_PROVIDED TEXT_
* * * * * * *

Bottom line upfront: On September 16, 2025, after I criticized specific extremist dehumanizing rhetoric publicly, some of which targeted my own immediate family members, WarGate Books informed me they would no longer promote my work, claiming I was unmarketable to their audience. They suggested I take my Dark Dominion sequence, which was pending publication with two full manuscripts already delivered, elsewhere.

I’m establishing this on public record because the facts matter and third-party agitators with extensively documented credibility problems are attempting to twist the narrative. People can agree or disagree with my political analysis and personal views, but I believe the timeline and circumstances of the separation should be clear and documented. Accuracy matters, and I won’t accept mischaracterization of what happened or why.

The Timeline

In late August 2025, I began publishing a series of essays analyzing extremist rhetoric within American conservatism. These essays examined specific patterns of dehumanizing language targeting immigrants, Muslims, and LGBTQ+ Americans, drawing on genocide studies frameworks and data from sources including the Global Terrorism Database, CSIS, NIJ, and ADL.

My analysis focused on documented escalation and normalization of dehumanizing rhetoric on the Right—replacement theory, blood and soil ideology, and eliminationist language. It was not an attack on conservatism broadly or Republican voters generally. 

But when Charlie Kirk was assassinated at Utah Valley University on September 10th, my conservative circles erupted.

Not in grief. Not in calls for unity. In alarmist vitriol against the entire Left. Half the country. Claims that liberal violence was surging, that “they” wanted “our” blood. That September 10th was “our October 7th”—as if the death of one man, however tragic, equated to 1,200 Israelis massacred. As if hordes of leftists were about to descend from the hills and murder conservatives in their beds.

Yes, some on the Left—a small number, but highly visible due to social media’s algorithmic boosting of controversy and accounts like @libsoftiktok—celebrated his death. I agreed it was disgusting. But the reaction in conservative circles was disproportionate mass hysteria on a national scale. And the dehumanizing rhetoric I’d been tracking was rapidly turning into calls to “lock and load” and “take to the streets.”

I was watching tempers flare and the language of atrocity accelerate in real-time, and in response, two days after Kirk’s assassination, on September 12th, I posted an observation on X about the difference in dehumanizing rhetoric between the Left and the Right, and why what the Right was engaging in was historically far more dangerous.

Dehumanizing rhetoric on the Left: You’re racist. You’re fascist. You’re a Nazi. You’re a homophobe. Etc.

Dehumanizing rhetoric on the Right: You’re poisoning our country’s blood. You’re an abomination. You’re vermin. You’re eating our pets. You’re raping our daughters. Etc.

What’s my point? 

It’s actually rather simple:

Left-leaning rhetoric tends to use labels that, while often applied too broadly or unfairly, are still fundamentally about human moral categories: accusing someone of holding racist views, fascist politics, etc. These are harsh moral judgments about people’s beliefs or behaviors.

Right-leaning rhetoric increasingly uses language that literally dehumanizes: describing people as “vermin,” talking about “poisoning blood,” calling people “abominations.” This language doesn’t just make moral judgments about humans, it portrays certain groups as non-human, existential threats, or inherently corrupting.

* * * * * * *

_ITEMS_

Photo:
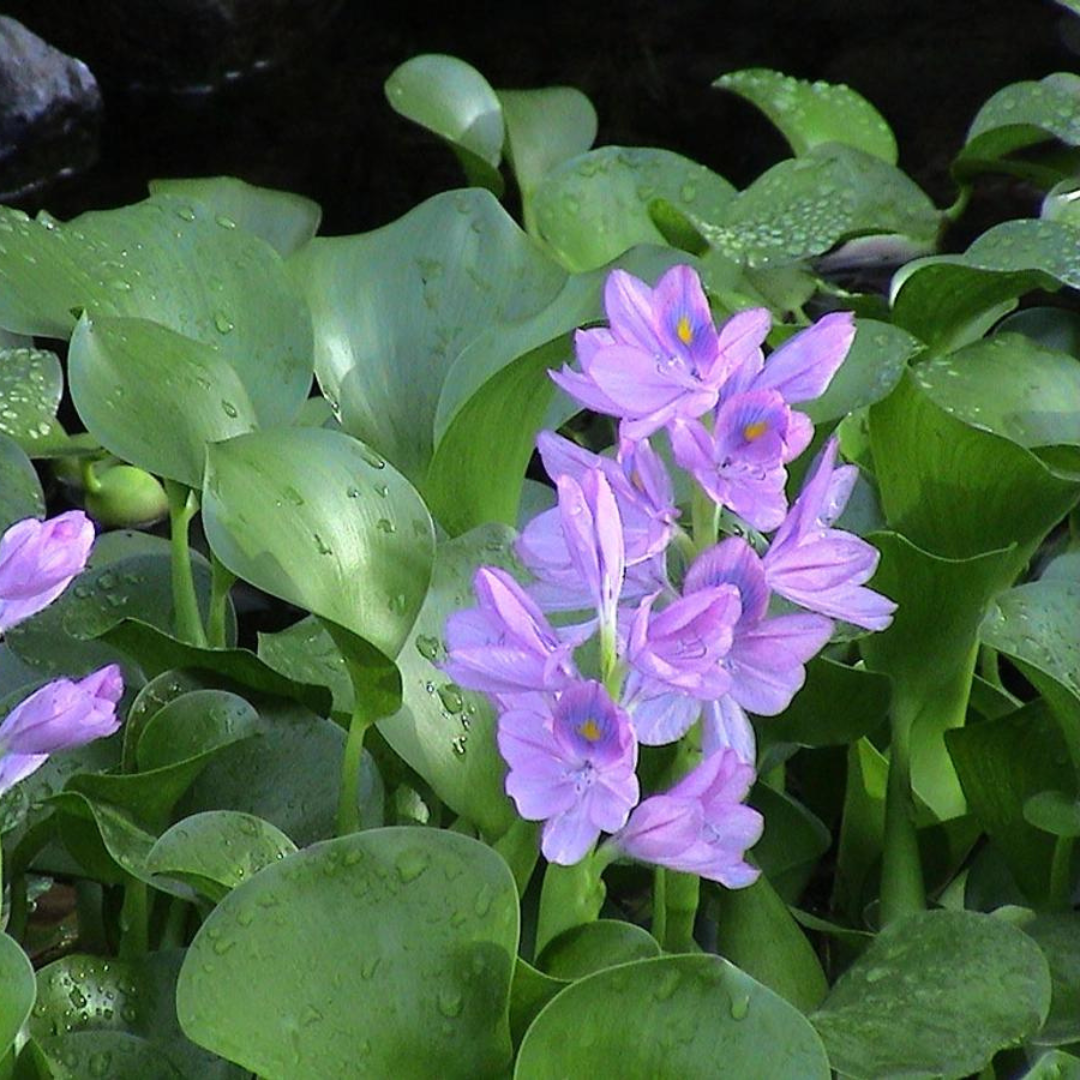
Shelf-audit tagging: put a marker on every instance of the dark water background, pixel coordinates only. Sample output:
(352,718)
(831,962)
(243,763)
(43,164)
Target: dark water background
(292,97)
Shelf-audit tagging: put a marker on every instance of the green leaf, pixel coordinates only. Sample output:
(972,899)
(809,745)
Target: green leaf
(283,219)
(82,994)
(836,705)
(316,518)
(756,931)
(129,574)
(21,495)
(936,995)
(1020,116)
(674,1017)
(1035,625)
(802,206)
(593,207)
(809,113)
(1001,764)
(217,850)
(394,308)
(544,127)
(1009,386)
(444,732)
(873,367)
(454,100)
(126,374)
(393,1002)
(16,990)
(167,260)
(594,946)
(31,383)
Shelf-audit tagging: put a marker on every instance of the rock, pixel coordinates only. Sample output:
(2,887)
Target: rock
(50,112)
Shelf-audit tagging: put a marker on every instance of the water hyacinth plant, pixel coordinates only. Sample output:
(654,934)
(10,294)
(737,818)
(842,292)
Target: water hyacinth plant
(491,626)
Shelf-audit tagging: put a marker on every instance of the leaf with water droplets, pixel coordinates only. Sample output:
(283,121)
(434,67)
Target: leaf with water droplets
(451,98)
(809,113)
(676,1016)
(375,1001)
(936,994)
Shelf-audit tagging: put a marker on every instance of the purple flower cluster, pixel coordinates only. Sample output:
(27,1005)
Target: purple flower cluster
(709,648)
(38,561)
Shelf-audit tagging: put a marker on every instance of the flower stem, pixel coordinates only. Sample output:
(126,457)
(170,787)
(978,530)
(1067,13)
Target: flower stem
(183,505)
(348,818)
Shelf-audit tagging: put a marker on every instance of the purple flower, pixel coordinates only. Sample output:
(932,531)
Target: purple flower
(61,715)
(740,463)
(700,826)
(822,568)
(659,360)
(38,561)
(505,645)
(571,766)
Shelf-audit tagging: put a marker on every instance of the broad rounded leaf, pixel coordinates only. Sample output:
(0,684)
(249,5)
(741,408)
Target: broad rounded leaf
(936,995)
(674,1017)
(1010,386)
(16,990)
(453,99)
(593,207)
(430,920)
(31,383)
(217,850)
(316,518)
(127,374)
(283,219)
(169,260)
(809,113)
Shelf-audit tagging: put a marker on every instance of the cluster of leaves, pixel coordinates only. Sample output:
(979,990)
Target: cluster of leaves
(208,944)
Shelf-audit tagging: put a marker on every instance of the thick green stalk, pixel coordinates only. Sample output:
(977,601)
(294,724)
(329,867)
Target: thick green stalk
(183,507)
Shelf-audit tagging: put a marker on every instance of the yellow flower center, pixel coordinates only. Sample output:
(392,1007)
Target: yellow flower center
(590,730)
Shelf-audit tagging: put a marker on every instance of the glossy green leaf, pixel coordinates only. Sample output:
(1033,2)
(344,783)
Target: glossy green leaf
(126,374)
(544,127)
(1020,116)
(802,206)
(1058,936)
(394,308)
(453,99)
(1009,386)
(165,259)
(31,383)
(401,1003)
(82,994)
(1036,626)
(956,490)
(498,393)
(283,219)
(809,113)
(21,495)
(129,575)
(836,705)
(288,775)
(593,207)
(444,732)
(756,931)
(113,1054)
(1001,764)
(16,990)
(674,1017)
(217,850)
(874,365)
(936,995)
(594,946)
(316,518)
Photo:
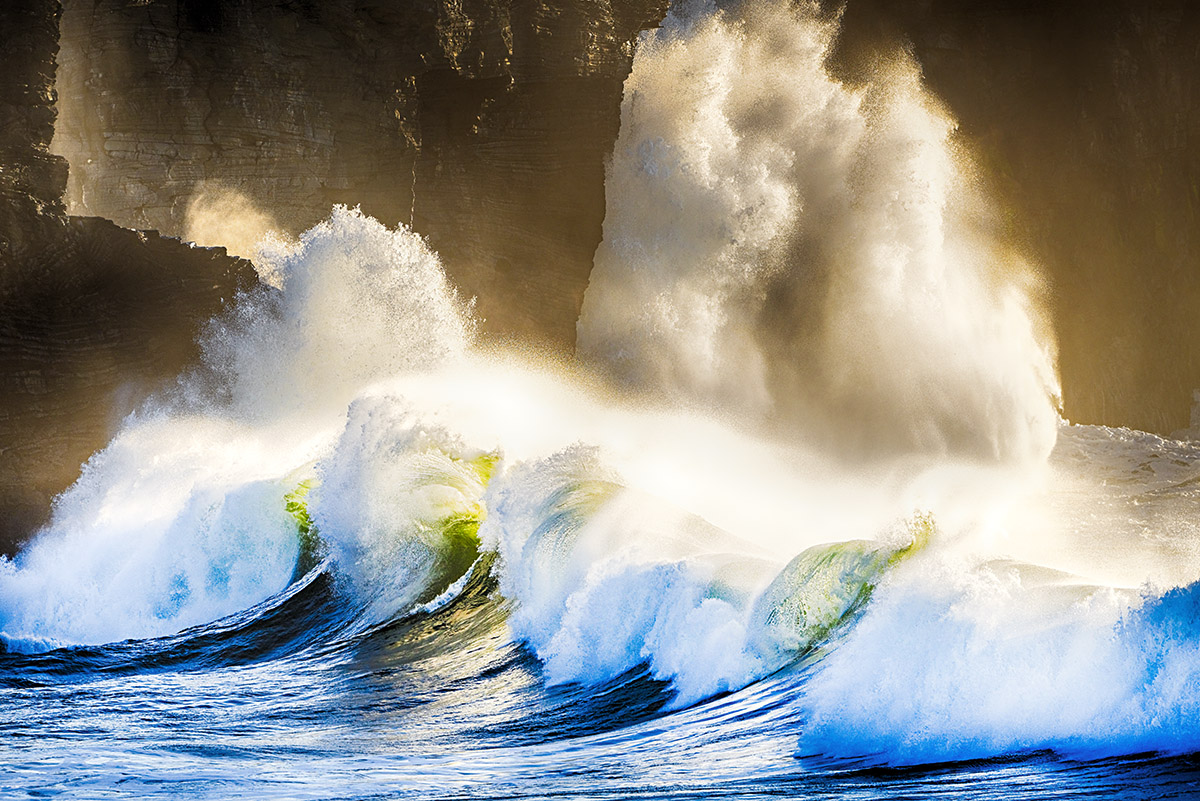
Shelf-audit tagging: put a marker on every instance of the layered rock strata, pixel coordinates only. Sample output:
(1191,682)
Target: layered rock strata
(93,317)
(484,124)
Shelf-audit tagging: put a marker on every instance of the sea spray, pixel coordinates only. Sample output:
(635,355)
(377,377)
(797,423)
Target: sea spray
(810,254)
(183,518)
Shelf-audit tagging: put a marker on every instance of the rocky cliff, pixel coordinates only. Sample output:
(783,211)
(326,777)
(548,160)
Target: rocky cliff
(484,124)
(93,317)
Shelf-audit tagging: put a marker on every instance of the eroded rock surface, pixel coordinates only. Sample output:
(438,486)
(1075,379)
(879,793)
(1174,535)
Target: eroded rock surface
(484,124)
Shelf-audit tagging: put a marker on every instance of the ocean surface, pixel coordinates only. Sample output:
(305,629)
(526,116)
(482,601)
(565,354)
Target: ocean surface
(799,518)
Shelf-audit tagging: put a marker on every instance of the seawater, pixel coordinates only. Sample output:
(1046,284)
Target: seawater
(799,519)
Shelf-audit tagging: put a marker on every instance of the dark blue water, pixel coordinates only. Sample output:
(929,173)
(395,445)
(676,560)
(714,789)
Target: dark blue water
(287,700)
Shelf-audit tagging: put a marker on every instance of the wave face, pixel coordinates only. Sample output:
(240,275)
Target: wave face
(801,521)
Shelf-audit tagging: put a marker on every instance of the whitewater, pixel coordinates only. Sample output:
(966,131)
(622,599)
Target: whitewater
(801,516)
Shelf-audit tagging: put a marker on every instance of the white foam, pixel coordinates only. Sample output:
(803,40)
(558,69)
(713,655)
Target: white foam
(803,252)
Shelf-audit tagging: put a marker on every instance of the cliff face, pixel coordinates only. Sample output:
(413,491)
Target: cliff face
(484,124)
(1086,118)
(31,180)
(93,317)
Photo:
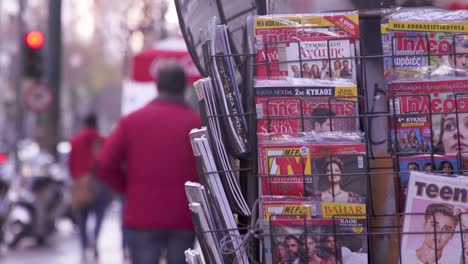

* * * * * * *

_TASKS TO CARRY OUT_
[1] Can you reproduce the passage of the publisher-separation essay from "Yes, some on" to "far more dangerous."?
[2] Answer these from the essay on the publisher separation:
(a) On what date did WarGate Books say it would no longer promote the writer's work?
(b) Where was Charlie Kirk assassinated?
(c) On which platform did the writer post the September 12th observation about dehumanizing rhetoric?

_SET OF ANSWERS_
[1]
Yes, some on the Left—a small number, but highly visible due to social media’s algorithmic boosting of controversy and accounts like @libsoftiktok—celebrated his death. I agreed it was disgusting. But the reaction in conservative circles was disproportionate mass hysteria on a national scale. And the dehumanizing rhetoric I’d been tracking was rapidly turning into calls to “lock and load” and “take to the streets.”

I was watching tempers flare and the language of atrocity accelerate in real-time, and in response, two days after Kirk’s assassination, on September 12th, I posted an observation on X about the difference in dehumanizing rhetoric between the Left and the Right, and why what the Right was engaging in was historically far more dangerous.

[2]
(a) September 16, 2025
(b) Utah Valley University
(c) X